> What this exercise asks
a) According to the review of Tunnel Vision, how many weeks pregnant was Sae Hashimoto during the recording session?
b) Summarize the review of Tunnel Vision in two sentences.
c) Translate this sentence from the review of Tunnel Vision into Spanish: "It feels like floating through a dark but weightless corridor."

> Document extract
--------

By Brian Earley
A single string vibrates into one deep, sustained note. The note
flickers, almost pulses around its tonal center, the way a Tibetan
singing bowl circles one ever changing tone.
This is how “Sheep Water,” the fourth song on Tunnel Vision, by
Brian Marsella and Sae Hashimoto, opens.
After nearly forty seconds of this single string emanation, four
high-pitched notes seemingly glow into existence out of the opening
sustain. Soon, a quiet clatter– air passing through different length
reeds? –a metal spatula clacking along a turning bicycle tire?-
stutters its way forward.
The string is from the low register of the inside of Brian Marsella’s
piano, bowed with a shoe lace or some object that must resemble one.
The glowing notes and bicycle tire? The vibraphone of Sae Hashimoto,
played first with nearly complete resonance and almost no attack at all,
and then hit with direct percussion, as her sticks clank over the outer
face of the instrument’s metal resonating tubes.
It feels like floating through a dark but weightless corridor.
“Blurry-eyed and dizzy,” like the feeling of tunnel vision, is how
Hashimoto explains the way she felt while working late into the night
with Marsella on this new mesmerizing album. I could spend the entire
review on “Sheep Water” alone, so wonderful it is, as it floats freely
through atonal rubato before collecting itself some four and a half
minutes into Hashimoto’s composition with an impressionistic
alternating piano line and a hushed conversation between the two
instrumentalists.
While much of the music on Tunnel Vision is chamber music
tranquil, the work is filled with ambitious and off-centered percussive
rhythms. Listen, for instance, to Marsella’s composition “S.O.S.
(Mayday! Mayday!).” The rhythms here splatter like paint thrown
unpredictably at a wall, opening with three splashes from the piano in
mid, high and low registers, followed by three hits on the vibraphone
bars, the first patiently held out, the final two playfully rushed
offstage as the duo embark on a six minute adventure that is as
exploratory as it is fun.
Much of this lovely album exists either in the dreamtime realm of
rubato ballad melodic lines that quietly insist on remaining unresolved
(“Seeing Behind the Bald Cypress Tree,” for example) or whimsical
percussive play (check out “The Centrifugal Force That Keeps Us Intact”
for this side of the record).
The work is also visually evocative, and I am so thankful the Bandcamp
page includes a video of the two musicians working their way through
Hashimoto’s title piece with Brian using a piano that is partly prepared
to stop its strings’ resonation dead flat, while Sae fires out
impossibly accurate off balance rhythms. And balancing out the rhythms
of life is central to this recording in unexpected ways as well. The
album notes on Bandcamp tell listeners this:
Sae’s 34-week pregnant belly made it difficult for her to stand for
extended periods of time, and the vibraphone was further away than
usual. However, feeling her son kick throughout the session, she
knew he could hear and feel the vibrations of the music.
How cool–how beautiful–is that?!?
Tunnel Vision is a wonderful album filled with
compositional ambition and avant-garde experimentation. It too is very
beautiful, and I highly recommend checking it out.

--------

Dataset records:
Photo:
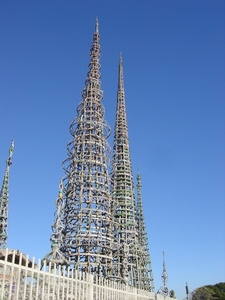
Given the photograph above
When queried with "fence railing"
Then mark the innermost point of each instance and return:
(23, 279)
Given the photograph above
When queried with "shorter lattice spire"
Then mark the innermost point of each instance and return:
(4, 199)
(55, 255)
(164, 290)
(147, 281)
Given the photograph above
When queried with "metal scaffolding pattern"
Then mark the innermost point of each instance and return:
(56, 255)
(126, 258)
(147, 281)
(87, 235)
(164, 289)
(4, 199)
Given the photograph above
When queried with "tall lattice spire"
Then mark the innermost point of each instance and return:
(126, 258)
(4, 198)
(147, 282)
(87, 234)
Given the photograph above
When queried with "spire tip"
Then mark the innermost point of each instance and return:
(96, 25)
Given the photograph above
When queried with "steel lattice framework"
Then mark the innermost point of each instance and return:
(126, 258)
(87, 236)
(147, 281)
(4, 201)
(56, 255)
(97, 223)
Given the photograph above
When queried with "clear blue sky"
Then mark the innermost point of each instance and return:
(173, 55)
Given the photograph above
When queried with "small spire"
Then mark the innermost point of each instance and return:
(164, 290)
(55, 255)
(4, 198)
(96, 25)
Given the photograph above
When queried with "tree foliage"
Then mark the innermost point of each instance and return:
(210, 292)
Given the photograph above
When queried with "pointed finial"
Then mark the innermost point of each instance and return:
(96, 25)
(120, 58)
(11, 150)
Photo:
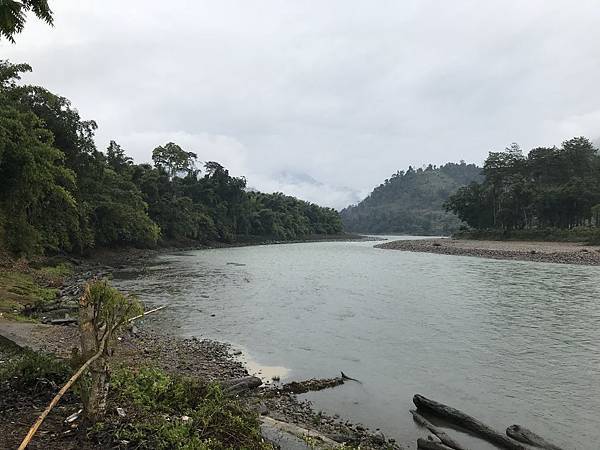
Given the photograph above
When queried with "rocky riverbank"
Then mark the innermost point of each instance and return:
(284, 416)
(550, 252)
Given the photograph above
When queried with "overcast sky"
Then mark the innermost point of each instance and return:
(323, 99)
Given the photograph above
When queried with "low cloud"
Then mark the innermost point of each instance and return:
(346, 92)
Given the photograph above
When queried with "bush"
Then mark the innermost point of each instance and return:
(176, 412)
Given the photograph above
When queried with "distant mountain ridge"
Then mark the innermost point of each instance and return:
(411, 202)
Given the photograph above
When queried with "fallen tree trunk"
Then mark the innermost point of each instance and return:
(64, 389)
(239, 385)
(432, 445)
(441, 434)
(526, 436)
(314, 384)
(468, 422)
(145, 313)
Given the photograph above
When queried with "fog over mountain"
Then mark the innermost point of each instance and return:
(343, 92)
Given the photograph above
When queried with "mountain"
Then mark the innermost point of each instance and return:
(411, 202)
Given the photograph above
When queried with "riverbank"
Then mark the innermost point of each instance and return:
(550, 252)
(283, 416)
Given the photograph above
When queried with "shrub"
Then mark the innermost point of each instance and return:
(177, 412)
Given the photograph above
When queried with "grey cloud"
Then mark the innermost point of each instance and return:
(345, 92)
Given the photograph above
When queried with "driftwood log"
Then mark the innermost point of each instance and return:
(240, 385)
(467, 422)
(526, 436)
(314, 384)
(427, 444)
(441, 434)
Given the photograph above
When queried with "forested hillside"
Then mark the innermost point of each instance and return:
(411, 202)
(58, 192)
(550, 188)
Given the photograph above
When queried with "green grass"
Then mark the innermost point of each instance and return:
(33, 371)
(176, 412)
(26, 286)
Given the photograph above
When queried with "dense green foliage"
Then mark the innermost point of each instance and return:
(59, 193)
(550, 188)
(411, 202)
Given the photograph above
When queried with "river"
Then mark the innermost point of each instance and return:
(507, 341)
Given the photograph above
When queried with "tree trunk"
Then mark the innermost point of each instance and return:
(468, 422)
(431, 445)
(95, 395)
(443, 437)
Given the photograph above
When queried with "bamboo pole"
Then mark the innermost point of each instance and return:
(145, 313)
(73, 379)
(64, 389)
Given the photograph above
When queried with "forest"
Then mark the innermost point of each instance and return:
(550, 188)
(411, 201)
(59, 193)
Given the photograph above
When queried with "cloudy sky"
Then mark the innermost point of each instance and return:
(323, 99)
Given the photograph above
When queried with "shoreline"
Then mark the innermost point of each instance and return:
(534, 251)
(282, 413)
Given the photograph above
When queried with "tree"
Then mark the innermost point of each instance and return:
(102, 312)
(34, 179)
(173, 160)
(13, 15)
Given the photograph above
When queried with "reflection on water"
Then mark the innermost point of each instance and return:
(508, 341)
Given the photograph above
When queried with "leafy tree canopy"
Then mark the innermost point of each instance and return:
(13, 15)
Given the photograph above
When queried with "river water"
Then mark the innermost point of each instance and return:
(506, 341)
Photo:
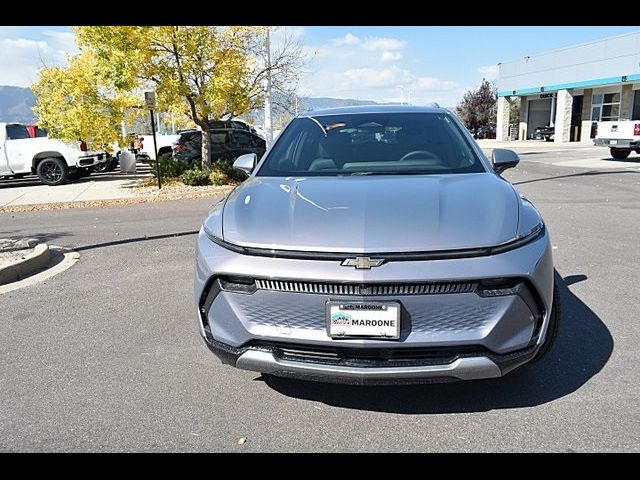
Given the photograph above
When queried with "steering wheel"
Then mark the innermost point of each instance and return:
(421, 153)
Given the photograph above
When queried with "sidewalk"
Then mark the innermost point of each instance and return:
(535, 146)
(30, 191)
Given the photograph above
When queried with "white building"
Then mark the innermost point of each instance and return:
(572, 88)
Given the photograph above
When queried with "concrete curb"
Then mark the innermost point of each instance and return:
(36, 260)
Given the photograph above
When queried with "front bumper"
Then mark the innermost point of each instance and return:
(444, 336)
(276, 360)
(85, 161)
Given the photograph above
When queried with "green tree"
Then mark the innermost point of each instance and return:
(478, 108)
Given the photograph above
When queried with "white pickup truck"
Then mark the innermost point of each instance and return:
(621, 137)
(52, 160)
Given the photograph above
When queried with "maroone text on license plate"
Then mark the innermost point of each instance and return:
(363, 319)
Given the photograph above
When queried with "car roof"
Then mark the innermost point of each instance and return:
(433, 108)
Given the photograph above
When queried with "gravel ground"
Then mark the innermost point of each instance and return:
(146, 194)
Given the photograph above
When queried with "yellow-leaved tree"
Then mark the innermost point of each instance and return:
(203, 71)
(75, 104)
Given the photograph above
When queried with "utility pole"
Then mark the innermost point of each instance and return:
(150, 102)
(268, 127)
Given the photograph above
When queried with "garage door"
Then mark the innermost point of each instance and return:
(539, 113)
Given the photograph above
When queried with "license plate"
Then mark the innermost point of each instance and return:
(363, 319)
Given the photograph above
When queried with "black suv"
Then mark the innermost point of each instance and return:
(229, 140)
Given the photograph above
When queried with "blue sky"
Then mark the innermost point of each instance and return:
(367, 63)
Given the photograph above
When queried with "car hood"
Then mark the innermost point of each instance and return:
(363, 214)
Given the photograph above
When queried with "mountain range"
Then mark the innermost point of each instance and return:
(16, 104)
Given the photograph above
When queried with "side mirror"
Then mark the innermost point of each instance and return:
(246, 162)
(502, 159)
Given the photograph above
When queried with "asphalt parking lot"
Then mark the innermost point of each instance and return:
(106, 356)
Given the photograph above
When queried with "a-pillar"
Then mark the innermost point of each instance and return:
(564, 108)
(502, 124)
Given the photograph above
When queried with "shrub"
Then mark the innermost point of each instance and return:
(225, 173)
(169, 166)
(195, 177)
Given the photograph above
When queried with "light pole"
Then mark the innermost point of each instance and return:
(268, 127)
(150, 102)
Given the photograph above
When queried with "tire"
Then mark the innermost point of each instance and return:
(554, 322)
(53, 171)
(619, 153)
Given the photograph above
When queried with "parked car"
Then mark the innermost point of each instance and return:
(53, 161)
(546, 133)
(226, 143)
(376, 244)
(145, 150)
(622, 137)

--------

> Outputs for the tasks
a) She was 34 weeks pregnant.

b) The review praises Tunnel Vision, an album by Brian Marsella on piano and Sae Hashimoto on vibraphone, whose music moves between tranquil, unresolved rubato ballad lines and ambitious, playful percussive rhythms, and it gives close attention to the opening of "Sheep Water." It also notes that Hashimoto recorded while 34 weeks pregnant and closes by calling the album wonderful, ambitious, and experimental and highly recommending it.

c) Se siente como flotar por un pasillo oscuro pero ingrávido.